● **TASKS**
(a) Echo everything in the review from "An author shouldn't" down to "democracy in America!".
(b) Answer these questions from the review:
(i) Which magazine put BHL on last year's Best Dressed List?
(ii) What town does the review name as Charlie Rose's hometown?
(iii) How long a dispatch does BHL stay long enough to file in each locale?

Following Tocqueville's footsteps, BHL naturally leads us to Warren Beatty. While their encounter, recounted at some length, reveals only a few nuances of American civil society, it does capture a certain truth about the author: He is the French intellectual version of the actor. He leads a charmed life—married to a gorgeous actress, living in a Marakesh palace—and possesses a penchant for shocking the French intelligentsia. It's pretty easy to see why BHL has captured the imagination of Vanity Fair, which included him on last year's Best Dressed List—and several years earlier slobbered over him in a long profile.
An author shouldn't be skewered simply for his public personae. But in this case, BHL wasn't just a passive subject of an Annie Leibowitz photo shoot. He seems to thoroughly share the glossy's affinity for celebrity. In this book, he devotes thousands of words to transcribing the political wisdom of Beatty and Sharon Stone. ("Are you aware that glamorous Los Angeles is also the leading capital of homeless people?" the Basic Instinct star asks BHL.) He accompanies Charlie Rose on a misty visit to the television interviewer's hometown, Henderson, N.C. Here is a small chunk of BHL's extended description of that journey: "Rose in the front of the post office; it, too, just the same as it was before, fixed in time—he has only to close his eyes to see his father again, toddling along to get his mail." Now, that's democracy in America!
You mentioned BHL's trite description of centerless Los Angeles. That just begins to capture the clichés that fill his travelogue: libertine San Francisco, Nevada brothels, nostalgia in Cooperstown, the Kennedy family as Greek tragedy. These superficial descriptions are the inevitable consequence of his hurried traveling style. He spends just enough time in each locale to file a 1,500 word dispatch, never more, before hitting the highway.

● **RECORD LIST**
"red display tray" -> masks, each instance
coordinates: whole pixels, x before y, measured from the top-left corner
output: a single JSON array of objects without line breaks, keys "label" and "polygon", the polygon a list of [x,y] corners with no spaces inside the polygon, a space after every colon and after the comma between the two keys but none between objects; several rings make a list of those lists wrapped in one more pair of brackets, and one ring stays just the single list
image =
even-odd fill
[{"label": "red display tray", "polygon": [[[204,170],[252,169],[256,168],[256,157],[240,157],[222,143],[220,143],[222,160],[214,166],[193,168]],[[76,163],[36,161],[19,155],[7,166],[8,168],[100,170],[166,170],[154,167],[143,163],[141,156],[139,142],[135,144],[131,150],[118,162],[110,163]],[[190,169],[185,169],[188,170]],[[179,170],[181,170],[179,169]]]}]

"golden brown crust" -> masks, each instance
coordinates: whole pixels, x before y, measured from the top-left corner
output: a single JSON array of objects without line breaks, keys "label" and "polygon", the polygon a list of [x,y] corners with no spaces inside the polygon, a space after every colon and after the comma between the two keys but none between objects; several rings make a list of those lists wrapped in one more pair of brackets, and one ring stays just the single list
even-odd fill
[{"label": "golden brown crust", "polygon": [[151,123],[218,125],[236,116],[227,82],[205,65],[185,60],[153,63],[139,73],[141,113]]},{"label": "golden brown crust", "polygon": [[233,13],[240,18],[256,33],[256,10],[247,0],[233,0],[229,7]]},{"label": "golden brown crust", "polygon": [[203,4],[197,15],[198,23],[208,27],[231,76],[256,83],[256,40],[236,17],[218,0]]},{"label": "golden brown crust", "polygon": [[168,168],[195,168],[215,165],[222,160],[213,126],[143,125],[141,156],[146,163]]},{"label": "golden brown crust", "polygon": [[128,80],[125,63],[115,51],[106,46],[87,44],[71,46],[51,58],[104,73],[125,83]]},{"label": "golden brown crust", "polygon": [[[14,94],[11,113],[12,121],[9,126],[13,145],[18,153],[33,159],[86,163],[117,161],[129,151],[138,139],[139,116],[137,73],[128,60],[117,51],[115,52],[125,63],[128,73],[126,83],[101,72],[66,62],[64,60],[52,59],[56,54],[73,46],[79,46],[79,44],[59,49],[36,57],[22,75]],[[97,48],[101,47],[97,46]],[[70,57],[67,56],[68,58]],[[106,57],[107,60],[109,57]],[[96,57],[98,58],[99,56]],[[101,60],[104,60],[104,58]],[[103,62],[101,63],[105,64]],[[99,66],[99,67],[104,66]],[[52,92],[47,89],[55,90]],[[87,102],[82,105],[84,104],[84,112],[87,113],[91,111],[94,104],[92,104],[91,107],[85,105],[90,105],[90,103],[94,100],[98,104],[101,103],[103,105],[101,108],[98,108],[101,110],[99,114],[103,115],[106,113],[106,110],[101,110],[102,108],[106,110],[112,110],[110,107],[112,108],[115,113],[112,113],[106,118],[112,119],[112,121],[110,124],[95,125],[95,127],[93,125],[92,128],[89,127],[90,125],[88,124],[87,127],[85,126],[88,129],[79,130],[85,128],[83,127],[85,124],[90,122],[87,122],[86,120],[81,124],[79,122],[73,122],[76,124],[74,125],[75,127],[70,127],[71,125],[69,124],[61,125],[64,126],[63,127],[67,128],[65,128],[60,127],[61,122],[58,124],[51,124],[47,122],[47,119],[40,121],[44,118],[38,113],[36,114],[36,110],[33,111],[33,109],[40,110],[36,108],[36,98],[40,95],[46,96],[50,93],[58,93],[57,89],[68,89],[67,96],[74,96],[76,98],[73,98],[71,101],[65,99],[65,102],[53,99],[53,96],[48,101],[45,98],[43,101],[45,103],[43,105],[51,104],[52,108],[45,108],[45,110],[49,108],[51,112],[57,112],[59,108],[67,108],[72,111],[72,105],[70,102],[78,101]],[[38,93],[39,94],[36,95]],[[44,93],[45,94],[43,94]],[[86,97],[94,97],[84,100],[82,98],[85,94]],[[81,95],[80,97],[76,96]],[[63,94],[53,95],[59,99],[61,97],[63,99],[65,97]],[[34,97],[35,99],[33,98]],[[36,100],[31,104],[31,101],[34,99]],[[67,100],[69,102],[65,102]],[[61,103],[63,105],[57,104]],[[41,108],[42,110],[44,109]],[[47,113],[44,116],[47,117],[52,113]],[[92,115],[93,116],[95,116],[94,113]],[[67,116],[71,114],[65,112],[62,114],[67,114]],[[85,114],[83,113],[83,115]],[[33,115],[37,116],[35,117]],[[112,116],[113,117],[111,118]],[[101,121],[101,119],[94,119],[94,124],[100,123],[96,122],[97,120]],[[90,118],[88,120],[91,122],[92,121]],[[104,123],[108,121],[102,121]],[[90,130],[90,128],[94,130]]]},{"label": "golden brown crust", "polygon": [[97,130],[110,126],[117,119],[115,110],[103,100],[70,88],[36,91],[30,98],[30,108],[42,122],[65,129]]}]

● **SOLVED PROBLEMS**
(a)
An author shouldn't be skewered simply for his public personae. But in this case, BHL wasn't just a passive subject of an Annie Leibowitz photo shoot. He seems to thoroughly share the glossy's affinity for celebrity. In this book, he devotes thousands of words to transcribing the political wisdom of Beatty and Sharon Stone. ("Are you aware that glamorous Los Angeles is also the leading capital of homeless people?" the Basic Instinct star asks BHL.) He accompanies Charlie Rose on a misty visit to the television interviewer's hometown, Henderson, N.C. Here is a small chunk of BHL's extended description of that journey: "Rose in the front of the post office; it, too, just the same as it was before, fixed in time—he has only to close his eyes to see his father again, toddling along to get his mail." Now, that's democracy in America!

(b)
(i) Vanity Fair
(ii) Henderson, N.C.
(iii) 1,500 words